Paulo Marmorato, ex-membro do Show
“Show de Machismo”
“As mulheres, já que não podem participar do Show, podem, é óbvio, contentar-se em dar uma ajuda costurando todas as noites, o que corresponde ao estereótipo da mulher Amélia […] Estas costureiras aplicadas têm a honra de serem citadas em músicas extremamente depreciativas, preconceituosas e grosseiras realizadas pelos integrantes do Show enquanto elas trabalham. Só pra ilustrar: ‘Nada mais escroto do que a bu… da Fulana’. É triste, mas as mulheres tornaram-se diversão para os homens. […] As pessoas abraçam calorosamente a tradição machista e a disseminam por outros setores da faculdade. Formam-se, então, diretorias da Atlética com maioria arrasadora de homens, que tiveram como berço de sua formação o Show Medicina seguindo seus ensinamentos. Chamam uma ou duas meninas, na maioria, com função apenas decorativa. O machismo encontra seu caminho e ruma para os mocós da cirurgia e para o hospital”.

### DADOS EXTRAÍDOS

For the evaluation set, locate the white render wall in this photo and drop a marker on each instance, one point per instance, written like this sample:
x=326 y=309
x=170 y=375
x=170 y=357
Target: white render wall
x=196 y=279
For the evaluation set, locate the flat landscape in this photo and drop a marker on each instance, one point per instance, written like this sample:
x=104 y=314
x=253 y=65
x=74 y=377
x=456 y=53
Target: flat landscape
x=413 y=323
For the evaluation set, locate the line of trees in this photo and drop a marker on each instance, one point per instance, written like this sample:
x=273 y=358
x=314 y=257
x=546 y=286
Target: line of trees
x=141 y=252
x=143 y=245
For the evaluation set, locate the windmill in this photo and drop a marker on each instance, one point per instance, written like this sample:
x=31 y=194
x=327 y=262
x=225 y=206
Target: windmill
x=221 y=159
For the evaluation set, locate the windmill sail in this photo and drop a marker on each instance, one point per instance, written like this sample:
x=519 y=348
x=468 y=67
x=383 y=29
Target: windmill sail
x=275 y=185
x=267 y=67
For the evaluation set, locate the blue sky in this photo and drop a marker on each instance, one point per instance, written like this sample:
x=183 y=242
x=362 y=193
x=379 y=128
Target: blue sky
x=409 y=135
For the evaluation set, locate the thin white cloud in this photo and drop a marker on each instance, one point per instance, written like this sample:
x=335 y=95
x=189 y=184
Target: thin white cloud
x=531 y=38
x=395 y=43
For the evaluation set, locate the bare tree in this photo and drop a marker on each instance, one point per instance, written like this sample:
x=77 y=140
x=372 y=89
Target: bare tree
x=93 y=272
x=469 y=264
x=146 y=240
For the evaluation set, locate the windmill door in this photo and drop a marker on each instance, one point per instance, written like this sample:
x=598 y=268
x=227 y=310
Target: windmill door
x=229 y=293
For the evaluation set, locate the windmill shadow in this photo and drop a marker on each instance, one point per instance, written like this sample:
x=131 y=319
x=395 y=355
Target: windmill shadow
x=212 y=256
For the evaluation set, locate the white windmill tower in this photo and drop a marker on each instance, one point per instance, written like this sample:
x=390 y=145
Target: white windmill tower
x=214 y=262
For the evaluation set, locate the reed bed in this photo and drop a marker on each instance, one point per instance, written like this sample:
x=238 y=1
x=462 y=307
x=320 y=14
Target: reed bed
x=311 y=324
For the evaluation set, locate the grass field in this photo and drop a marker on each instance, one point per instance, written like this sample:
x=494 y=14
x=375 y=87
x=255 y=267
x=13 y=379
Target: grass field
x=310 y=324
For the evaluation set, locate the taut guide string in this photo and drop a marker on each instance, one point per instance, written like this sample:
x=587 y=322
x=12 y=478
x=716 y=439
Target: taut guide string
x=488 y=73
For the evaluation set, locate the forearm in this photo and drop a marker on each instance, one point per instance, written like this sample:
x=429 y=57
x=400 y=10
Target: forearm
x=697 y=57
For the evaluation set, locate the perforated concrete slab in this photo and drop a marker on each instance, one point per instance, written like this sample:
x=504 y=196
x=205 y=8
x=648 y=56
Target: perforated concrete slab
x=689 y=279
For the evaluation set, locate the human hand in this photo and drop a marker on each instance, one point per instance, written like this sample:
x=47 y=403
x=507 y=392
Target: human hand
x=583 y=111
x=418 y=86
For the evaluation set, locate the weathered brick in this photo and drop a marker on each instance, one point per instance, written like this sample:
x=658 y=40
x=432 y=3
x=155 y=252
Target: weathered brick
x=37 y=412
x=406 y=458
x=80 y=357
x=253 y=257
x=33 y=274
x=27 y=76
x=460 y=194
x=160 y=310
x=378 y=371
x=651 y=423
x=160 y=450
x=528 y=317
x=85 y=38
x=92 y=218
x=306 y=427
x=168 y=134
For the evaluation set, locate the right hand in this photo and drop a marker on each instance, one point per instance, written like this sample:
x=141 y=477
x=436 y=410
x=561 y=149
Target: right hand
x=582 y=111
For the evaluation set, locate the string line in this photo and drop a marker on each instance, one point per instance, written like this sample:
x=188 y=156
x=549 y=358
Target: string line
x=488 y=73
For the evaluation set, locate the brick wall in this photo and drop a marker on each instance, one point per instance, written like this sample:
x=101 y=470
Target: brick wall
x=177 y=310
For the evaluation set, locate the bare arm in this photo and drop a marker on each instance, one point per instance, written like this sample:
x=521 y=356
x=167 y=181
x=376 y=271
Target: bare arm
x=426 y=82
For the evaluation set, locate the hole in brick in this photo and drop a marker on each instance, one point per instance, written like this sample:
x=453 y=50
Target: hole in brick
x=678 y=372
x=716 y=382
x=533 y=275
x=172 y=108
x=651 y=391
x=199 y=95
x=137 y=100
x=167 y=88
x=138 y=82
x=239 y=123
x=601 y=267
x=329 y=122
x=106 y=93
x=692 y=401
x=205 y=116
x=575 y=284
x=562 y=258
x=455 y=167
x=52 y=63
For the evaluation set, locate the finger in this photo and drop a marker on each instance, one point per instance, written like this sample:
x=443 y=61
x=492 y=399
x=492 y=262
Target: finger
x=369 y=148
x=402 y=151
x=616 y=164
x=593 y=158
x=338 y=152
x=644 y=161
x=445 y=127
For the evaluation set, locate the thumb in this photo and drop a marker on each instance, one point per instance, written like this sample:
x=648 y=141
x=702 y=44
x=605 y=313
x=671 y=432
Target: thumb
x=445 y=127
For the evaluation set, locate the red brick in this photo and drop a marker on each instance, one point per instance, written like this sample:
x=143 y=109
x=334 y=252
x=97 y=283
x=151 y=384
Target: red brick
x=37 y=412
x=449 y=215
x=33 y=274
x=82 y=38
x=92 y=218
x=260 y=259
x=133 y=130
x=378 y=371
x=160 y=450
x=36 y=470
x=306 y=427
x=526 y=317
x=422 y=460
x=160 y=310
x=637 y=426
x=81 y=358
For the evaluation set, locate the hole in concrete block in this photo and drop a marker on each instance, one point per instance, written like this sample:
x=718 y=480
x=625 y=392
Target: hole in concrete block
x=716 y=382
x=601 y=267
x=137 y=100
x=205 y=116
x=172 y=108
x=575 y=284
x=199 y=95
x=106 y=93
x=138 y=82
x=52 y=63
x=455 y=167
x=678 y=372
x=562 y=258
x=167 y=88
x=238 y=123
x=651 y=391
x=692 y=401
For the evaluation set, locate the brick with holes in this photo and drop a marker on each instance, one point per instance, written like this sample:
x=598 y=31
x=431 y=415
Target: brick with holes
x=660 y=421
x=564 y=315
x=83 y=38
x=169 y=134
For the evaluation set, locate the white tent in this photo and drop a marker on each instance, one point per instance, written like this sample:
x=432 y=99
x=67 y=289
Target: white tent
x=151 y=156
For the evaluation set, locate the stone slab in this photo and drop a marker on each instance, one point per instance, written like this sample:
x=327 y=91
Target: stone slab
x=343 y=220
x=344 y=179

### QUESTÕES DE COMPREENSÃO
a) Liste os adjetivos que, no texto sobre o Show Medicina, qualificam as músicas feitas pelos integrantes do Show.
b) Dê continuidade ao texto sobre o Show Medicina, começando logo após a sua última frase.
Os dados não têm relação com o texto sobre o Show Medicina.

### RESULTADOS
a) depreciativas, preconceituosas, grosseiras

b)
Luciana Gonçalves
“Qual é o tesão do Show?”
“Há muita gente inteligente e íntegra no Show que, no entanto, mantém um silêncio, não sei se constrangido ou inconsciente, em relação a atitudes que deveriam ser revistas. Há algum tempo vem se tornando público o que acontece no vestibular do Show. Os calouros são convidados a subir no palco do teatro da Faculdade de Medicina onde começam a ser alvejados com bolas de papel e etc. pelos seus colegas mais velhos. Não faltam xingamentos e humilhações verbais […] o ponto alto chega quando os calouros são instruídos a retirarem suas roupas em pleno palco iluminado […] a estas alturas é difícil simplesmente ir embora. A coação física é clara. Os calouros continuam assim sofrendo as agressões físicas e verbais de seus colegas, nus, humilhados e iluminados para que todos os vejam melhor. São obrigados a dançar lambada juntos, a sentarem um no colo do outro e a segurar frutos e objetos entre as nádegas. Sequer podem defender-se das bolas de papel que são lançadas contra os seus genitais […].”